Challenge: Please set out all of the records below as a numbered list, leaving out any blank lines.

Extracted material:
★ ★ ★ ★ ★ ★ ★

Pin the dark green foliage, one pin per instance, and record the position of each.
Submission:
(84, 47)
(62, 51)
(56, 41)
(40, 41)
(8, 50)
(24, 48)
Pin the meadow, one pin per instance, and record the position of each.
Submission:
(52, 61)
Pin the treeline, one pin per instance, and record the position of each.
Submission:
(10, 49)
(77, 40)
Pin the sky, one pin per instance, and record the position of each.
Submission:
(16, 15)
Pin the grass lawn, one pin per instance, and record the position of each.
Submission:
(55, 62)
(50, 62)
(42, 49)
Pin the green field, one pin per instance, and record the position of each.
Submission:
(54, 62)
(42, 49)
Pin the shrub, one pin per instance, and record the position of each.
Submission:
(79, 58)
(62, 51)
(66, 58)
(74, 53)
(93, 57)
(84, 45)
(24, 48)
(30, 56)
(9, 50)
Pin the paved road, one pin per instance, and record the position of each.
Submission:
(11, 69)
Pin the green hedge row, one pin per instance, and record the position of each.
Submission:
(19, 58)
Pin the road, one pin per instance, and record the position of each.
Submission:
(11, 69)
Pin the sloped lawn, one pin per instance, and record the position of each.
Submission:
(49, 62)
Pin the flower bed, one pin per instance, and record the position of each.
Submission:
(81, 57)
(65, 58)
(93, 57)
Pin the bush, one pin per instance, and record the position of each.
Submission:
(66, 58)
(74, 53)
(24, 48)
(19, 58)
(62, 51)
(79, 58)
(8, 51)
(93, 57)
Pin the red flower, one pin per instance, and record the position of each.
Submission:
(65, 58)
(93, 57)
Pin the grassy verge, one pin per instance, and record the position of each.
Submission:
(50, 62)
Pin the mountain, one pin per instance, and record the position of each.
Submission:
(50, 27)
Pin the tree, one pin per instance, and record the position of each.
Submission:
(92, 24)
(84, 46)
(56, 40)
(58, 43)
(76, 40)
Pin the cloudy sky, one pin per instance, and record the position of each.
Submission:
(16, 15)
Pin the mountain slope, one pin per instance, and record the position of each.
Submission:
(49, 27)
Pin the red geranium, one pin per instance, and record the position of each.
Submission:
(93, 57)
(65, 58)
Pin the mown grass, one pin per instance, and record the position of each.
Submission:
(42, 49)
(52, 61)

★ ★ ★ ★ ★ ★ ★

Solution for this exercise:
1. Pin the dark green foliage, one pin per instance, and record the position of each.
2. Submission:
3. (84, 47)
4. (62, 51)
5. (56, 41)
6. (40, 41)
7. (8, 50)
8. (24, 48)
9. Pin the meadow, one pin per instance, and record the position of each.
10. Submission:
11. (52, 61)
12. Pin the treeline, one pin per instance, and record the position of each.
13. Submission:
14. (10, 49)
15. (77, 40)
16. Pin the sky, one pin per instance, and record the position of each.
17. Submission:
18. (16, 15)
19. Pin the grass lawn, one pin per instance, and record the position of each.
20. Submission:
21. (55, 62)
22. (50, 62)
23. (42, 49)
24. Pin the green field, one pin per instance, and record the position of each.
25. Submission:
26. (54, 62)
27. (42, 49)
28. Pin the shrub, one pin per instance, and record the position of each.
29. Submission:
30. (79, 58)
31. (62, 51)
32. (66, 58)
33. (74, 53)
34. (93, 57)
35. (84, 45)
36. (24, 48)
37. (30, 56)
38. (9, 50)
39. Pin the paved road, one pin per instance, and record the position of each.
40. Submission:
41. (11, 69)
42. Pin the green hedge row, one pin per instance, and record the position of each.
43. Submission:
44. (19, 58)
45. Pin the road, one pin per instance, and record the position of each.
46. Submission:
47. (11, 69)
48. Pin the sloped lawn, one pin per instance, and record the position of each.
49. Submission:
50. (49, 62)
51. Pin the flower bed, one pin per instance, and record the position of each.
52. Submission:
53. (81, 57)
54. (65, 58)
55. (93, 57)
56. Pin the bush, one pin per instance, and record the position of each.
57. Submission:
58. (66, 58)
59. (74, 53)
60. (24, 48)
61. (19, 58)
62. (62, 51)
63. (79, 58)
64. (8, 51)
65. (93, 57)
66. Pin the red flower, one pin per instance, and record the position of each.
67. Submission:
68. (65, 58)
69. (93, 57)
70. Pin the grassy verge, one pin per instance, and record the position of each.
71. Submission:
72. (50, 62)
73. Pin the mountain, one pin per instance, and record the position of each.
74. Submission:
75. (50, 27)
76. Pin the tree, one pin per instance, and record the position of each.
77. Submission:
78. (92, 24)
79. (84, 46)
80. (56, 40)
81. (58, 43)
82. (76, 40)
83. Pin the cloudy sky, one pin per instance, and record the position of each.
84. Submission:
85. (16, 15)
86. Pin the mountain slope, one pin per instance, and record the position of each.
87. Submission:
88. (49, 27)
89. Pin the red geranium, one pin per instance, and record the position of each.
90. Submission:
91. (93, 57)
92. (65, 58)
93. Pin the mown grass, one pin per instance, and record the position of each.
94. Submission:
95. (42, 49)
96. (52, 61)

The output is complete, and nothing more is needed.